- **TEXT BLOCK**:

__________

Thursday, December 9, 2010

Arendt in my Garden

Faced with adversity, we may flee or we may battle—“flight or fight,” so the adage goes—but we may do something else that the adage neglects: we may retreat into ourselves.

True, the category of “flight” may be construed as including anything that does not constitute fighting. But here, as with most clichés, we encounter definitional imprecision and categorical difficulty. Does retreat to strategize, to formulate a method of attack—an ode to that human capacity for reasoning/thinking, I suppose—constitute fight or flight? The problem is that the adage confines us to animalistic predisposition; possibilities are superficially reduced; categories are broadened beyond reasonable interpretation.

Thus it may seem odd, given the human – animal antimony I pose above to look to the plant kingdom for answers. But we find that the Rhododendron and the evergreen Viburnums, among others, teach us something not just about themselves, but about ourselves.

As winter increasingly grips the region with its icy clutches, the Rhododendrons and the Viburnums retreat back into themselves. To protect their leathlike leaves, they bring them closer to their bodies, curling their sides and reducing their aerial spread—as if their stems exude an imperceptible but salvational warmth that delivers those leaves from winter’s harsh desiccating winds and bouts of frigidity.

__________

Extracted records
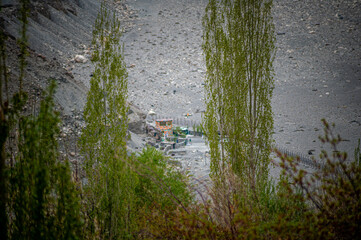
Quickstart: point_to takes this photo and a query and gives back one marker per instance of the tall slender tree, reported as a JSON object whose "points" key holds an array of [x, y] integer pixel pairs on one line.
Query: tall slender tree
{"points": [[239, 50], [103, 141]]}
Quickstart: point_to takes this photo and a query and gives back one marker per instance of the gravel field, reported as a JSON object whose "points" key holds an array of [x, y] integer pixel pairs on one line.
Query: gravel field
{"points": [[317, 65]]}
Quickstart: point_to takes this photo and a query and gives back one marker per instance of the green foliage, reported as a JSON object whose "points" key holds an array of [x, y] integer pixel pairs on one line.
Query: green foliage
{"points": [[332, 192], [239, 49], [42, 201], [109, 192], [158, 182]]}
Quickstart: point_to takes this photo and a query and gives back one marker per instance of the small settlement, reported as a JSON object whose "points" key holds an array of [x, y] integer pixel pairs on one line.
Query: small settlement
{"points": [[165, 136]]}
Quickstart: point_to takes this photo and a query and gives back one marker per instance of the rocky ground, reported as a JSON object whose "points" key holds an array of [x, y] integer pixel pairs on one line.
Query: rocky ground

__________

- **EXERCISE DETAILS**: Continue the essay about Rhododendrons and Viburnums retreating into themselves in winter, starting after its last sentence.

- **THE OUTPUT**:
This is a strategy, a method that our adage would relegate to flight, but which really is both and neither. It is a time-tested coping mechanism, simultaneously a form of flight from winter (though deciduous and herbaceous they are not!) and a form of fight against winter (an intrepid resilience in the face of adversity that cannot change reality, but adapts to it).

Likewise, we humans use our bodies to indicate to others our modes of response to adversity around us. I watched a colleague in a meeting yesterday. She rested her elbows on the table, brought her arms close together against her body, her hands either clasped under her chin or her hands resting against the sides of her face—as if she withdrew into herself, looking ardently at the table and papers in front of her, listening intently as we discussed sensitive issues. I spoke not to my colleagues, but to the table, carefully and deliberately avoiding eye contact thinking that if I did I would not provoke an angry response or any unfavorable reaction. Others spoke more forcefully and directly at and to others. In the end, issues were resolved—but not primarily through fight or flight, but through what I think of as retreat. Each of us, in our own peculiar ways, withdrew back into the recesses of ourselves, guided and constrained by an initial decision that essentially and strategically clipped the wings of all present—a brilliant strategy precisely because it emphasized, whether intentionally or not, that the options at stake were really not objectionable. Preferences could and did harden when countered with other preferences, but really those preferences were more innocuous than not. “Clipping our wings” or curling our leaves and reducing their aerial spread underscored that in the end we adapt to the realities before us even as we try to shape those realities. Clichés simply cannot capture such nuance.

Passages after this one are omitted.